## Input data

•••••

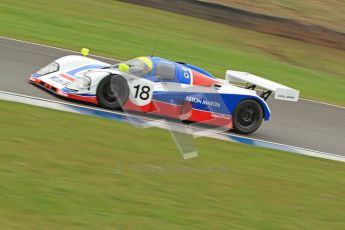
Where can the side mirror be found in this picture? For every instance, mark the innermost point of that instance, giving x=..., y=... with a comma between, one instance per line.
x=123, y=67
x=84, y=51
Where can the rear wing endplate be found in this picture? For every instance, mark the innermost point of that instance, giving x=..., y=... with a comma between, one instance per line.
x=281, y=92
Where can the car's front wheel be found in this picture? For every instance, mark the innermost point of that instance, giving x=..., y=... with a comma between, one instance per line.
x=247, y=116
x=112, y=92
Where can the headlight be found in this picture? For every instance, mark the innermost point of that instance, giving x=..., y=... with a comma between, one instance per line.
x=50, y=68
x=84, y=82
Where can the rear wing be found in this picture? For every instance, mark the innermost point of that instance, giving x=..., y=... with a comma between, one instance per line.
x=281, y=92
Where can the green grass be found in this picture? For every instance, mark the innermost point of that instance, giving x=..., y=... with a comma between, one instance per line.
x=65, y=171
x=120, y=30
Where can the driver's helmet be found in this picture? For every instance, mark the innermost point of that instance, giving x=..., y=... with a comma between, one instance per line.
x=147, y=64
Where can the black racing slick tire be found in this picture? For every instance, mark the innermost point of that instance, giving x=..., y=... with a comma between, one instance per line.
x=247, y=117
x=112, y=92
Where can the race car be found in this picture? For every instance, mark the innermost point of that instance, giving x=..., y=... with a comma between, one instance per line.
x=155, y=85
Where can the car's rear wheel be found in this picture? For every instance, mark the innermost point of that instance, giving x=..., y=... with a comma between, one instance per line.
x=112, y=92
x=247, y=116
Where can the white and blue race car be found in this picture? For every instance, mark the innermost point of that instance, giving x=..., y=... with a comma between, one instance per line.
x=159, y=86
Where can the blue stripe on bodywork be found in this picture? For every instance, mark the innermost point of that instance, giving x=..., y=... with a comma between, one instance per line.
x=219, y=103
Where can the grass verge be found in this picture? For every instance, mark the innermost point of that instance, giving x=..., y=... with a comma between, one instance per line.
x=65, y=171
x=120, y=30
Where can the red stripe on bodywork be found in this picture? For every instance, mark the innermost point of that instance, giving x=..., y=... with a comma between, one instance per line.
x=182, y=112
x=68, y=77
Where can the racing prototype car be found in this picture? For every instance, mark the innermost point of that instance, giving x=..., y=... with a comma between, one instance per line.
x=159, y=86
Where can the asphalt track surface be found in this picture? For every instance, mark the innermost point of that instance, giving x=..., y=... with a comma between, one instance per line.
x=305, y=124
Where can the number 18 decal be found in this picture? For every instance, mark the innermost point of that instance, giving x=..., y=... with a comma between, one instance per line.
x=141, y=92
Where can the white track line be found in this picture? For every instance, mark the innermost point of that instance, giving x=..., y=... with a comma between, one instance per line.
x=97, y=56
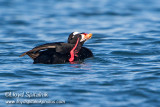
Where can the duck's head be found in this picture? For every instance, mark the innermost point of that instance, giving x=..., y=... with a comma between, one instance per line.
x=75, y=37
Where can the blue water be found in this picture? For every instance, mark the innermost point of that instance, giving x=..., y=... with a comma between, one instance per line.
x=125, y=69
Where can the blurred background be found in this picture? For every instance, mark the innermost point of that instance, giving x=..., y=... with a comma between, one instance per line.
x=124, y=71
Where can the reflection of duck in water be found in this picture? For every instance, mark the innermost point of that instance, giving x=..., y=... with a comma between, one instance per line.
x=59, y=52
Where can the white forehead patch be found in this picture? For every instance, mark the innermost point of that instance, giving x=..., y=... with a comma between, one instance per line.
x=75, y=33
x=83, y=38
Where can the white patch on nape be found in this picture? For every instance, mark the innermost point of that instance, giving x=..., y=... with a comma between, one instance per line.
x=75, y=33
x=83, y=38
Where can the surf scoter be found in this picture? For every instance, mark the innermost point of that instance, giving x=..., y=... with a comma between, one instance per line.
x=60, y=52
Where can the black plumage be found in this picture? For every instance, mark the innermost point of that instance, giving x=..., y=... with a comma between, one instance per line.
x=59, y=52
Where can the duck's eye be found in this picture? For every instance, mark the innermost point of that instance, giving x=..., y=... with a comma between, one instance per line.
x=75, y=33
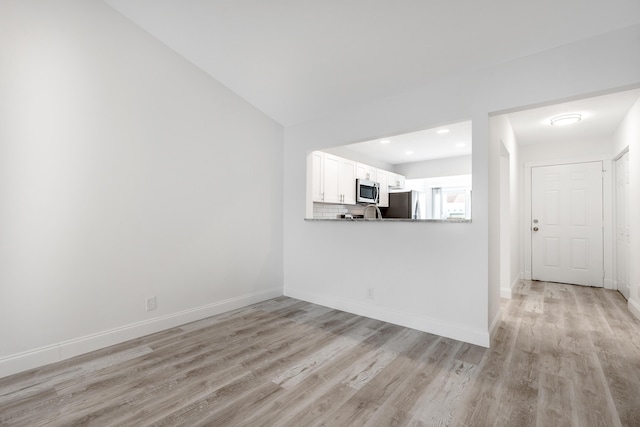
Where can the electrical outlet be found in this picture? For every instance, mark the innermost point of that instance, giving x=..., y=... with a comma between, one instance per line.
x=370, y=293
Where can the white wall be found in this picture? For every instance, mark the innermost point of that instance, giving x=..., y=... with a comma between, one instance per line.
x=450, y=166
x=569, y=150
x=506, y=176
x=125, y=172
x=433, y=277
x=628, y=135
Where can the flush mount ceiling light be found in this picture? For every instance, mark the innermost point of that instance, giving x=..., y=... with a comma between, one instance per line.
x=566, y=119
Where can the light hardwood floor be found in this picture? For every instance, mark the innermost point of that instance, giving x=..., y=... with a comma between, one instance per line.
x=562, y=356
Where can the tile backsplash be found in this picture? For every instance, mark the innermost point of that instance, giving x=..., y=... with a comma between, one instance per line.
x=329, y=211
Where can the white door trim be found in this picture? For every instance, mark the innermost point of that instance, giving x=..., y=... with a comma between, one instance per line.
x=607, y=206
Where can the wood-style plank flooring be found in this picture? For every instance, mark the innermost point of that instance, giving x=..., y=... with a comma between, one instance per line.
x=562, y=356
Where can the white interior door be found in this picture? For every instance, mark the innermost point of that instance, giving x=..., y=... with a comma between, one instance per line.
x=623, y=229
x=566, y=229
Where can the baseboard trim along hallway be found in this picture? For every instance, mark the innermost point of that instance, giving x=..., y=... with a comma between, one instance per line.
x=561, y=355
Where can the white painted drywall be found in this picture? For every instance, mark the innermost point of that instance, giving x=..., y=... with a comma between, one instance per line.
x=125, y=172
x=450, y=166
x=569, y=150
x=426, y=275
x=628, y=135
x=507, y=177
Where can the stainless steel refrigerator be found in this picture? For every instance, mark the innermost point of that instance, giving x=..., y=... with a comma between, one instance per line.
x=406, y=204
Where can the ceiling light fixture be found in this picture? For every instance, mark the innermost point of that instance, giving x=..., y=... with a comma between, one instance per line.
x=566, y=119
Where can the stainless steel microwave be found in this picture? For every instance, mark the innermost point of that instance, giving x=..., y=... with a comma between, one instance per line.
x=367, y=191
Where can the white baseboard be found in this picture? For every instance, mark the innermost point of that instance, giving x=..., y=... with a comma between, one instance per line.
x=634, y=308
x=494, y=323
x=608, y=284
x=507, y=293
x=474, y=336
x=20, y=362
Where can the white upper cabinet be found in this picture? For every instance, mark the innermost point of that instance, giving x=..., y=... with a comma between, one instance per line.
x=366, y=172
x=317, y=178
x=395, y=180
x=382, y=177
x=333, y=179
x=348, y=181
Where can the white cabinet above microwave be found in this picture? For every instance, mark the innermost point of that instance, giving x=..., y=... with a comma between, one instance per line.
x=333, y=179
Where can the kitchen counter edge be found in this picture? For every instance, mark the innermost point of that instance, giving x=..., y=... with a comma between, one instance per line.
x=387, y=220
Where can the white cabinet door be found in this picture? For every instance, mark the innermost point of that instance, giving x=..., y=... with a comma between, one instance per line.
x=382, y=177
x=395, y=180
x=366, y=172
x=331, y=175
x=317, y=166
x=348, y=181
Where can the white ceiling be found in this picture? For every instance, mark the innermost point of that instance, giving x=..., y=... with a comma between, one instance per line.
x=422, y=145
x=297, y=60
x=601, y=116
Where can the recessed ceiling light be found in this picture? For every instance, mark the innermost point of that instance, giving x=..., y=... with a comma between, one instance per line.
x=566, y=119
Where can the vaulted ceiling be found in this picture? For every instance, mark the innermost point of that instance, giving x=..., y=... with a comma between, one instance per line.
x=296, y=60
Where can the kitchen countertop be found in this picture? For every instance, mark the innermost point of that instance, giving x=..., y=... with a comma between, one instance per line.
x=387, y=220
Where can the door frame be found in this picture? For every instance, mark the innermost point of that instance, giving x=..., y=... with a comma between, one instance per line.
x=607, y=211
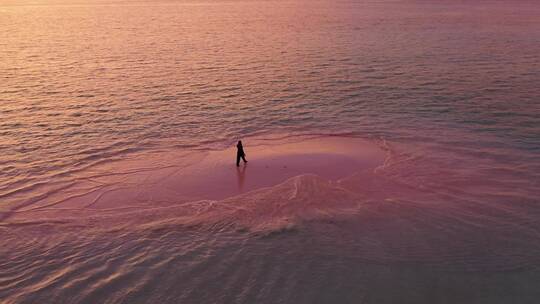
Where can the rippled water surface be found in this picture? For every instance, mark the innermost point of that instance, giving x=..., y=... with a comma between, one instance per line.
x=449, y=90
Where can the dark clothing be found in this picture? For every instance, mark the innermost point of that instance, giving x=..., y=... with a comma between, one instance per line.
x=240, y=154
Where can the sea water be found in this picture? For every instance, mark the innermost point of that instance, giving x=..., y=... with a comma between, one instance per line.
x=448, y=90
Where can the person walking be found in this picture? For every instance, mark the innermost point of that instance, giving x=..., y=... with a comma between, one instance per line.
x=240, y=153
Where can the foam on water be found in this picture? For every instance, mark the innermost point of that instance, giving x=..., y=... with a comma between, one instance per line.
x=371, y=234
x=116, y=184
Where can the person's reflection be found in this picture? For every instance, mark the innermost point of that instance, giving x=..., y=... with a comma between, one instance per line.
x=241, y=173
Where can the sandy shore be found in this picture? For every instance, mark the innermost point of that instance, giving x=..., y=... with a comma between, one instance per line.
x=173, y=177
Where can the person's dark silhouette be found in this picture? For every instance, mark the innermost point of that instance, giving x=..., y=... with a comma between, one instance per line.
x=240, y=153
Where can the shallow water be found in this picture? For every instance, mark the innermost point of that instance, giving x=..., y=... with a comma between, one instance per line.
x=448, y=90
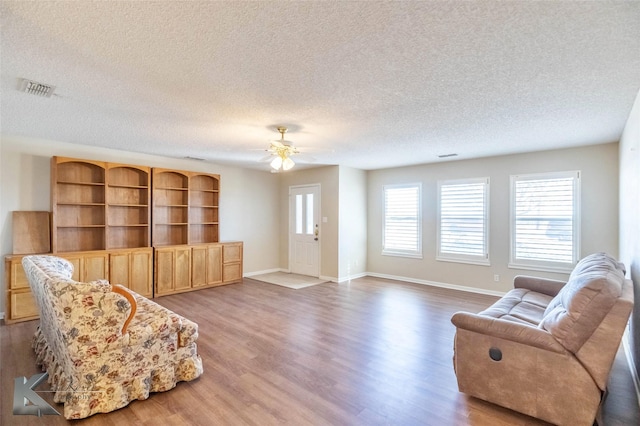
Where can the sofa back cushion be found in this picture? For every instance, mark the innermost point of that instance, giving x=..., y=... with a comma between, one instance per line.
x=578, y=309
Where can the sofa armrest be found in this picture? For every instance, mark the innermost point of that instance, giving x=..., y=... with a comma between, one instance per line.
x=93, y=319
x=508, y=330
x=539, y=285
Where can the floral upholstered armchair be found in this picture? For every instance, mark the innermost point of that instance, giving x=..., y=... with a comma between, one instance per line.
x=103, y=345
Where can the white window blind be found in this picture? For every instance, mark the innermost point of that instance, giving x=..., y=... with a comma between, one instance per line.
x=463, y=220
x=545, y=220
x=402, y=220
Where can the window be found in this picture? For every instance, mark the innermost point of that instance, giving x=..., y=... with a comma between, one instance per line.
x=402, y=220
x=545, y=221
x=463, y=221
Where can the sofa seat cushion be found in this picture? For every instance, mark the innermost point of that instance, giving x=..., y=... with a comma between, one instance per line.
x=155, y=320
x=520, y=305
x=577, y=310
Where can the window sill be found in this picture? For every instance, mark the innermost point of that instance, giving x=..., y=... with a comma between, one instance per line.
x=401, y=254
x=470, y=261
x=542, y=268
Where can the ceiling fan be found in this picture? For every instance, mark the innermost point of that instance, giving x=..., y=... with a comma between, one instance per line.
x=282, y=150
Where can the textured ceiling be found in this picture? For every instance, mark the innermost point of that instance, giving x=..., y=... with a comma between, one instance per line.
x=363, y=84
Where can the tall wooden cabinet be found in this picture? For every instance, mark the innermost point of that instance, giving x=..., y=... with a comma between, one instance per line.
x=99, y=206
x=153, y=230
x=188, y=254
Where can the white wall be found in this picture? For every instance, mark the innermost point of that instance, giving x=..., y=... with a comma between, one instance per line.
x=352, y=228
x=599, y=166
x=630, y=216
x=247, y=210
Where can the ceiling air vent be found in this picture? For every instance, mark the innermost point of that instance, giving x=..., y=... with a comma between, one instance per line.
x=35, y=88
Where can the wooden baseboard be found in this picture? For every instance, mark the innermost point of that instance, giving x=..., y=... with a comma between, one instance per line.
x=626, y=344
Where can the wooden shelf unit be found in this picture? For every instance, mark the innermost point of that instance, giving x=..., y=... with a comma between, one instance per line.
x=133, y=268
x=99, y=206
x=182, y=268
x=185, y=207
x=153, y=230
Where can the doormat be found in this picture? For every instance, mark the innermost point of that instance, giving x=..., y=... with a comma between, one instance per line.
x=285, y=279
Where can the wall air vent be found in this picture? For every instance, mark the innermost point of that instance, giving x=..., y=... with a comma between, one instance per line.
x=35, y=88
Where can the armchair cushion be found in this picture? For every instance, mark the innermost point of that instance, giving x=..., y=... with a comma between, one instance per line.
x=578, y=309
x=104, y=346
x=546, y=348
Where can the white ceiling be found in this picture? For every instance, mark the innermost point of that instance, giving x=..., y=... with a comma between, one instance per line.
x=362, y=84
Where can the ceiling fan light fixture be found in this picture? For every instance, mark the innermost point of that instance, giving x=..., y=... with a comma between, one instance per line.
x=276, y=163
x=288, y=164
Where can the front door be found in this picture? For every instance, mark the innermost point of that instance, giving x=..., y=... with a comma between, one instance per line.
x=304, y=230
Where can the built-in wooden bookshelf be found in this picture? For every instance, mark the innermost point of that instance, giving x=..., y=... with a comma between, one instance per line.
x=128, y=212
x=99, y=206
x=185, y=207
x=154, y=230
x=78, y=205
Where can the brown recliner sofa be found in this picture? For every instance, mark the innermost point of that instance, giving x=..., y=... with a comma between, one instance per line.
x=546, y=348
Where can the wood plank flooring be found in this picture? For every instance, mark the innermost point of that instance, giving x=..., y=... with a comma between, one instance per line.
x=368, y=352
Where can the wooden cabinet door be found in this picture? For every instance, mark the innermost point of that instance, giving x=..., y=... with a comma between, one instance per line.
x=119, y=269
x=16, y=278
x=76, y=261
x=95, y=267
x=132, y=269
x=214, y=264
x=199, y=266
x=164, y=271
x=141, y=264
x=206, y=265
x=231, y=272
x=182, y=268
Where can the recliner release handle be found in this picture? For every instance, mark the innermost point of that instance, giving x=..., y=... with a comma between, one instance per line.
x=495, y=354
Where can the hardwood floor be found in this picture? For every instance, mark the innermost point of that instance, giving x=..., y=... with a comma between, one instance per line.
x=368, y=352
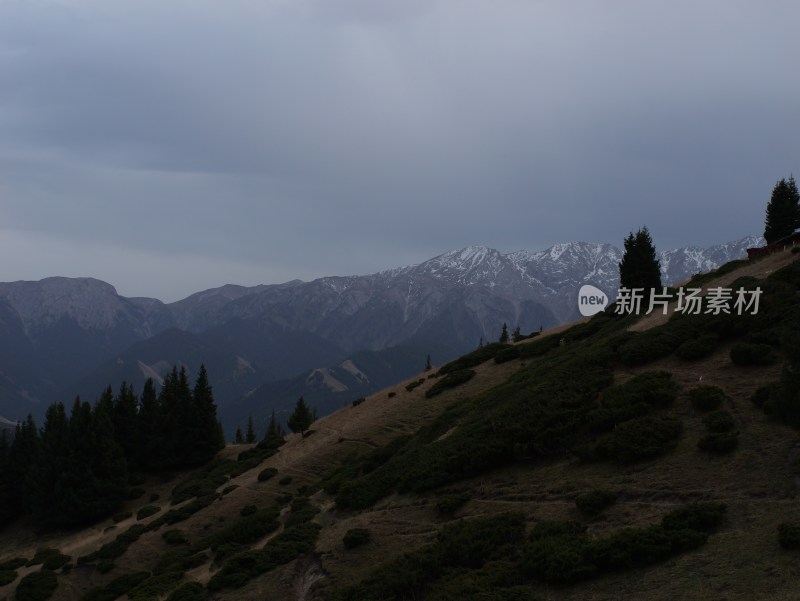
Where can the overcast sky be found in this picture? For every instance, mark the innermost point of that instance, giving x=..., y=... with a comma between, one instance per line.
x=171, y=146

•••••

## Objective
Arrange the entries from the line with "Where can the rippled" to the line with "x=173, y=177" as a two-column CSV with the header "request" and "answer". Put one entry on each row, with each field in quotes and any line breaks replaced by spaces.

## Answer to the task
request,answer
"Where can the rippled water surface be found in this picture? For every instance, mark the innermost point of that instance, giving x=..., y=... with a comma between, one instance per line.","x=449, y=90"
"Where can the dark clothing be found in this picture? For every instance, mark the innermost point of that instance, giving x=..., y=... with a comma between, one instance per line.","x=240, y=154"
"Where can the sea water be found in this picture? For every instance, mark the innermost point of that instance, giving x=..., y=... with a comma between, one instance per line.","x=448, y=90"
"Where can the person walking be found in this picture? For every instance, mark the innermost point of that instance, giving x=..., y=... with a comma between, one instance per line.","x=240, y=153"
"Where can the foam on water be found in this picture? For every instance, mark the innermost point of that instance, giving x=..., y=... with a comma between, one instance per line.","x=371, y=234 x=116, y=184"
"Where can the person's reflection be found in this picture? For every instance, mark the innermost point of that instance, giving x=..., y=... with a comma between, one instance per line.","x=241, y=173"
"Where can the sandy shore be found in this picture? For every instance, mark the innermost point of that instance, giving x=..., y=... with a comma between, one instance per line.","x=173, y=177"